## 本文抜粋
+ + + + +
2010-02-28 | 日本の不思議(古代)



澤村経夫氏が「熊野の謎と伝説」において描いている「熊野」を、もう少し見てみます。

*****

(引用ここから)

「日本書紀」上巻に「熊野諸手船(もろたぶね)」が登場する。

この「熊野諸手船」は、紀州の熊野ではなく、出雲の国美保に出現する。

現在でも美保神社の祭礼に、「熊野諸手船」が使用される。

熊野速玉神社の大祭にも、同じような諸手船が、祭船として使用されるが、

「熊野」と名がつく諸手船が、「出雲国」に忽然と現れるのはどんな意味があるのだろうか。


島根県八束郡八雲村には、「熊野」という地名がある。

そこに「熊野神社」があり、昔は出雲大社と肩を並べるほどの尊崇があつく、出雲の両大社と称せられた。

また九州の国東半島にある「熊野摩崖仏」などを取り上げていくと、「熊野」とはなにを意味するのか分からなくなる。

(引用ここまで)


*****

「諸手船」とは何かと見てみると、丸木をくりぬいた舟であることがわかりました。

「諸手船」の祭礼は、出雲の地で行われるのですが、「熊野諸手船」と呼ばれてきたというのです。

なぜ、出雲にありながら、熊野という名がついているのか、わからない、と著者は述べています。

“熊野”というのは、地名ではなく、全く異なる何かを指しているのではないかという思いから、著者は言葉を続けています。


Wikipediaによれば、丸木舟は次のようなものです。


***

諸手船(もろたぶね)は、島根県松江市美保関町の美保神社の神事に用いられる刳舟である。

1955年(昭和30年)2月3日に重要有形民俗文化財に指定された。

年に一度、12月3日の神事以外は境内に安置され海に浮かぶことのないこの諸手船は、およそ40年に一度造りかえることを旨として受け継がれてきた。

古くは、一本のクスノキの巨木を刳りぬいた単材刳舟だったとされ、現船はモミの大木を使い刳りぬき部材を左右に継ぎ複材化した刳舟である。

しかしいずれにしろ丸木舟とされるものであり、且つ現船は、保管されている古船や絵図に残されている明治時代の二世代前のものよりも太い木を使い、古式の技法に則り、いわゆる技術のゆりもどしも見受けられる。

昔の装束をまとった氏子9人が、二艘の諸手船に乗りこみ対岸の客人社の麓と宮前の間を櫂で水をかけあいながら競漕し、舳先に挿した「マッカ」と呼ばれる飾りを神社に奉げるのを競いあう。
+ + + + +
## 課題 1
熊野に関する文章で、著者は「熊野諸手船」について言葉を続けていますが、それはどのような思いからですか。
## 課題 2
熊野に関する文章のうち、"また九州の国東半島にある「熊"から"ない、と著者は述べています。"までをすべて、一字一句そのまま書き写してください。
## 課題 3
熊野に関する文章によると、諸手船が重要有形民俗文化財に指定されたのはいつですか。

## 物体検出データ
+ + + + +
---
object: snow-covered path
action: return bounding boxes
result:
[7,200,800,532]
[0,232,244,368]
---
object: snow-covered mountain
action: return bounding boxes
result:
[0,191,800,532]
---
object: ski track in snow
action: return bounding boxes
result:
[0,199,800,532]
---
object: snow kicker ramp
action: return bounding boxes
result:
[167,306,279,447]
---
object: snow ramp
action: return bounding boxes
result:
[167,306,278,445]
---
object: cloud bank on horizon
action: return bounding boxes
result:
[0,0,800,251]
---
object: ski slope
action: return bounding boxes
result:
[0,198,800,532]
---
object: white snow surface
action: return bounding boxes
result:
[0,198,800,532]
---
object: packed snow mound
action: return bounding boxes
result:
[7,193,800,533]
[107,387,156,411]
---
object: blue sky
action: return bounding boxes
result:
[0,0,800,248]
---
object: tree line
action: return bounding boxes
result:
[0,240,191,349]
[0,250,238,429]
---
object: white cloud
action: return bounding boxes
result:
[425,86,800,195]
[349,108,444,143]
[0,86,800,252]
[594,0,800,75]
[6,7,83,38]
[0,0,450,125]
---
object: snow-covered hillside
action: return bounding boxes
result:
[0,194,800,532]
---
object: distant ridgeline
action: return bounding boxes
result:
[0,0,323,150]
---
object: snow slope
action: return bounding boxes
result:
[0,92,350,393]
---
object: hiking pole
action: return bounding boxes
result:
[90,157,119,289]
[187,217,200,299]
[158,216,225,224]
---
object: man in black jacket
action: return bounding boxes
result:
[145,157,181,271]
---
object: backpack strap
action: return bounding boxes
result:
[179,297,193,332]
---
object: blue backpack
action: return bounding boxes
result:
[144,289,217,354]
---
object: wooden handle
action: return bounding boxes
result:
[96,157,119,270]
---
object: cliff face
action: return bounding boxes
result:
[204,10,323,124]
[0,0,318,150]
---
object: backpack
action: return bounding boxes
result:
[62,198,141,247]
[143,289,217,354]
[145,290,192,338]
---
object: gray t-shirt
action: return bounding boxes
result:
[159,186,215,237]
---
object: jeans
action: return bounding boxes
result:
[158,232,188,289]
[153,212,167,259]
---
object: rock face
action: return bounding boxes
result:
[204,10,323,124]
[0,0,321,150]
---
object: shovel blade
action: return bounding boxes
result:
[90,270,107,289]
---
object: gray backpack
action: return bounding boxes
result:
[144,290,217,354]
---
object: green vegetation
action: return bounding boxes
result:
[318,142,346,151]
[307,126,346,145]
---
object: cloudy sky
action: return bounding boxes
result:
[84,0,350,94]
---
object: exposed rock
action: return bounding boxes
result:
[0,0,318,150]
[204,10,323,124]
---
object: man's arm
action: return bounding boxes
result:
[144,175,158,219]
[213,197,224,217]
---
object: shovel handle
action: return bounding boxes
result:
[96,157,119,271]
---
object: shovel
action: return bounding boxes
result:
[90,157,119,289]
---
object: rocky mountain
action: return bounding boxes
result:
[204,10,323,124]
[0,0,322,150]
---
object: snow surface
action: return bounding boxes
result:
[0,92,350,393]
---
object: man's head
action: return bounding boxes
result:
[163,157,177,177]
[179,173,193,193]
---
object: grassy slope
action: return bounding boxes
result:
+ + + + +
## 最終回答 1
「熊野」というのは地名ではなく、まったく異なる何かを指しているのではないかという思いから、著者は言葉を続けています。

## 最終回答 2
また九州の国東半島にある「熊野摩崖仏」などを取り上げていくと、「熊野」とはなにを意味するのか分からなくなる。

(引用ここまで)


*****

「諸手船」とは何かと見てみると、丸木をくりぬいた舟であることがわかりました。

「諸手船」の祭礼は、出雲の地で行われるのですが、「熊野諸手船」と呼ばれてきたというのです。

なぜ、出雲にありながら、熊野という名がついているのか、わからない、と著者は述べています。

## 最終回答 3
1955年(昭和30年)2月3日です。